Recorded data
====
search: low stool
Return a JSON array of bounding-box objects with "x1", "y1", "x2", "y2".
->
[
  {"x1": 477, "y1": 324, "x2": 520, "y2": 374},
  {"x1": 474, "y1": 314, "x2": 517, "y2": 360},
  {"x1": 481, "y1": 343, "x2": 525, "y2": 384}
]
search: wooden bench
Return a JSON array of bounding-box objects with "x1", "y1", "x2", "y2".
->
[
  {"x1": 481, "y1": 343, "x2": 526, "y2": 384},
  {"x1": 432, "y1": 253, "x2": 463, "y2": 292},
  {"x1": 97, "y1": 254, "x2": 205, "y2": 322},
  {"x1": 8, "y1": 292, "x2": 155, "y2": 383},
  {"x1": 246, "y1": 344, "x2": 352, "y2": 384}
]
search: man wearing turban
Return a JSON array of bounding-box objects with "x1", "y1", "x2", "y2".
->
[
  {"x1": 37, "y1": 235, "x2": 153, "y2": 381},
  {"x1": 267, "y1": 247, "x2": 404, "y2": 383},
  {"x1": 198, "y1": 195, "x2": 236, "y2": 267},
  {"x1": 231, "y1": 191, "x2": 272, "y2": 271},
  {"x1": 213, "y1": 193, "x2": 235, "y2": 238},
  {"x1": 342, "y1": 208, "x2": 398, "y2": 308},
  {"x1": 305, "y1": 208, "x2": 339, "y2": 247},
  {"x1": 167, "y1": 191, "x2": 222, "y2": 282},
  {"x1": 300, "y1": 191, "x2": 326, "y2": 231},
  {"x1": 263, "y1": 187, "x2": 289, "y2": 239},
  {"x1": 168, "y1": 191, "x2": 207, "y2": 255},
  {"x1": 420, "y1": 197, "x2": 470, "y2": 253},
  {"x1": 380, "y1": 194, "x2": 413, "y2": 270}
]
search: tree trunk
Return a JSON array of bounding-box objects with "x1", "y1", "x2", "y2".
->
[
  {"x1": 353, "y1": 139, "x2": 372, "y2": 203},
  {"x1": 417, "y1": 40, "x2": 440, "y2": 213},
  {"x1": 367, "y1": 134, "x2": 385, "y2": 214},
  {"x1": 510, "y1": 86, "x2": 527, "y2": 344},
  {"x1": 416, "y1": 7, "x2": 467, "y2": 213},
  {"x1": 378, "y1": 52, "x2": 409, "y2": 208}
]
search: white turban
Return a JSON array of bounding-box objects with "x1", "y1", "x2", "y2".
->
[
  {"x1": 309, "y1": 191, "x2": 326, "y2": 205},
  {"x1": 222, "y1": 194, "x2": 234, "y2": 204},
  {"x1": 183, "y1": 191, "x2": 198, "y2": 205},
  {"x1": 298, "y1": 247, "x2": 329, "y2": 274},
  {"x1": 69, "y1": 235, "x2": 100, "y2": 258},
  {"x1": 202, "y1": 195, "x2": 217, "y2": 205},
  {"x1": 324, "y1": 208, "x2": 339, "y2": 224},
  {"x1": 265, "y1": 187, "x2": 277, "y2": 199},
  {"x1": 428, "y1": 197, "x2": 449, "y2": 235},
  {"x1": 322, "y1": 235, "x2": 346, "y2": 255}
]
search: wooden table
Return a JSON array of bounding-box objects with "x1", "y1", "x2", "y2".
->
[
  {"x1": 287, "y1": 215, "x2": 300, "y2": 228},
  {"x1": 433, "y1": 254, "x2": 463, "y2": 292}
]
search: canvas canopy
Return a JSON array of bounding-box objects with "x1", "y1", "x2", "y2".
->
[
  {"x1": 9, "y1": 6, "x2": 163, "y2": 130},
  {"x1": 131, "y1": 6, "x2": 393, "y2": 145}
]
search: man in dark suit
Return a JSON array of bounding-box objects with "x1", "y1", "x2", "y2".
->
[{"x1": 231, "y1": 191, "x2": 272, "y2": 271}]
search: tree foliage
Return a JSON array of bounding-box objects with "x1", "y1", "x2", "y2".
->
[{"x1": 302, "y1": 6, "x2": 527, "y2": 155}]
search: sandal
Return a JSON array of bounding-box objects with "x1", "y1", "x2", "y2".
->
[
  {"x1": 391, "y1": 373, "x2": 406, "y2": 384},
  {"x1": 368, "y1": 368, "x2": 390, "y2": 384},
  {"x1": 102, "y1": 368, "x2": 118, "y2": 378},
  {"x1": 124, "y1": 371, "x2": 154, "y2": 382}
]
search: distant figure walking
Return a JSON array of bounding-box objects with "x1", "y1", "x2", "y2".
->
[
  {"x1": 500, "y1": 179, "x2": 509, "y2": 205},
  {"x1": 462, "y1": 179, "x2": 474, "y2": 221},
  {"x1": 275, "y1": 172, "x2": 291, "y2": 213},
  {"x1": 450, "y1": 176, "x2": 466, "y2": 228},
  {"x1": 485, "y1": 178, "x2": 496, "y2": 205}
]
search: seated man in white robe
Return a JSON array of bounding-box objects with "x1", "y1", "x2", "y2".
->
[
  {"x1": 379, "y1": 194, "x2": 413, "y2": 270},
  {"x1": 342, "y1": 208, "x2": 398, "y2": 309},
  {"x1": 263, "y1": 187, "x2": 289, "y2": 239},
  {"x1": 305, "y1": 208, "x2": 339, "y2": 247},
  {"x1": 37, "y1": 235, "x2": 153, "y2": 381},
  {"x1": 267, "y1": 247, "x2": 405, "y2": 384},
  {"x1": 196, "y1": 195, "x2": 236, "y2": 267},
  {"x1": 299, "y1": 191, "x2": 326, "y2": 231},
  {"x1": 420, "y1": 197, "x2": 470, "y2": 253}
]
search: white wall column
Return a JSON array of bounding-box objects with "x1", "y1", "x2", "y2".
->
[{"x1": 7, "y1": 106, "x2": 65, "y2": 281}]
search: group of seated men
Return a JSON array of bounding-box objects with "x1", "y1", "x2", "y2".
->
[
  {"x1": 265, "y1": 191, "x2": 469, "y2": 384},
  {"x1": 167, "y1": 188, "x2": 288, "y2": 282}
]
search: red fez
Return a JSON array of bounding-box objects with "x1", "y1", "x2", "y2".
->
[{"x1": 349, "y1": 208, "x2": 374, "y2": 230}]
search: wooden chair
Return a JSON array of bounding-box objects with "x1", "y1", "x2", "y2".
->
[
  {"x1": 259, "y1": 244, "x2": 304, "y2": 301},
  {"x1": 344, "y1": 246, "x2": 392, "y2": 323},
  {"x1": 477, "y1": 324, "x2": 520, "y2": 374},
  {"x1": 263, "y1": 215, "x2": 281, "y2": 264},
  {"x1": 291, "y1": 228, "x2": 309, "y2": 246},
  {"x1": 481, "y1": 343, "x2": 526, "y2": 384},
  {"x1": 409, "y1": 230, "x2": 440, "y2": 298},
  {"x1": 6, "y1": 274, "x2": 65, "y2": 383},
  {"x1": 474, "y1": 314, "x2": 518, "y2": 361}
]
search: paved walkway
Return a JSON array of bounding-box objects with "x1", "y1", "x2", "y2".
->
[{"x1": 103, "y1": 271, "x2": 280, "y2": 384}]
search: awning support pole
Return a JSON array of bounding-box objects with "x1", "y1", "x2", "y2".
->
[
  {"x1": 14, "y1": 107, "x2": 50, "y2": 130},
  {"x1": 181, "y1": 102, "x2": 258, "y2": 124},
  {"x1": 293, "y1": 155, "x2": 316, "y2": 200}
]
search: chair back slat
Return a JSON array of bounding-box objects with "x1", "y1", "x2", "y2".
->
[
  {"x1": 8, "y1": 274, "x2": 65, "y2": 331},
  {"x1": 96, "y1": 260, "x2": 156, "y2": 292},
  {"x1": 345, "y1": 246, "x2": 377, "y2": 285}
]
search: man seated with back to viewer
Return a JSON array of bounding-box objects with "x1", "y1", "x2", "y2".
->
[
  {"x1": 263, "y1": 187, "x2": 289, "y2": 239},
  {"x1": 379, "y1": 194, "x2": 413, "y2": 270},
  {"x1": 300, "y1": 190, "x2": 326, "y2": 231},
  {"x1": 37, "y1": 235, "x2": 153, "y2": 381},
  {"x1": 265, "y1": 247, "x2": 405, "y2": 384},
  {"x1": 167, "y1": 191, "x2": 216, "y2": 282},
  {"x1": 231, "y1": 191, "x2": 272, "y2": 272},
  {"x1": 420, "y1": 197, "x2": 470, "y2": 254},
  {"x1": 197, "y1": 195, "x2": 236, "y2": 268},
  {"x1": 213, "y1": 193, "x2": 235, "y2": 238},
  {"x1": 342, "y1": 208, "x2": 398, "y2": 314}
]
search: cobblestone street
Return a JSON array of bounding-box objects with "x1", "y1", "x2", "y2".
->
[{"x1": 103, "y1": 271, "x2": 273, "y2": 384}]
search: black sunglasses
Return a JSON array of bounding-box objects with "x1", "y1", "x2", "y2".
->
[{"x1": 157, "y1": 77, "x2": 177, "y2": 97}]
====
Task: Starting at the line that contains "search: chair back slat" and continuing through the end of the records, reproduce those lines with "bounding-box objects" changed to "bounding boxes" everywhere it appears. Leave everything else unchanged.

Task result:
search: chair back slat
Return a JSON array of bounding boxes with "x1", "y1", "x2", "y2".
->
[
  {"x1": 8, "y1": 274, "x2": 65, "y2": 331},
  {"x1": 96, "y1": 260, "x2": 156, "y2": 292},
  {"x1": 345, "y1": 246, "x2": 377, "y2": 285}
]
search: man seated with back to viewer
Return a JSON array of bounding boxes with "x1", "y1", "x2", "y2".
->
[
  {"x1": 263, "y1": 187, "x2": 289, "y2": 239},
  {"x1": 379, "y1": 194, "x2": 413, "y2": 270},
  {"x1": 300, "y1": 190, "x2": 326, "y2": 231},
  {"x1": 37, "y1": 235, "x2": 153, "y2": 381},
  {"x1": 265, "y1": 247, "x2": 405, "y2": 384},
  {"x1": 167, "y1": 191, "x2": 216, "y2": 282},
  {"x1": 231, "y1": 191, "x2": 272, "y2": 272},
  {"x1": 420, "y1": 197, "x2": 470, "y2": 254},
  {"x1": 197, "y1": 195, "x2": 236, "y2": 268},
  {"x1": 213, "y1": 193, "x2": 235, "y2": 238},
  {"x1": 342, "y1": 208, "x2": 398, "y2": 314}
]
search: cobblestone street
Return a JSON array of bounding boxes with "x1", "y1", "x2", "y2".
->
[{"x1": 103, "y1": 271, "x2": 273, "y2": 384}]
search: black sunglasses
Return a JSON array of bounding boxes with "x1", "y1", "x2", "y2".
->
[{"x1": 157, "y1": 77, "x2": 177, "y2": 97}]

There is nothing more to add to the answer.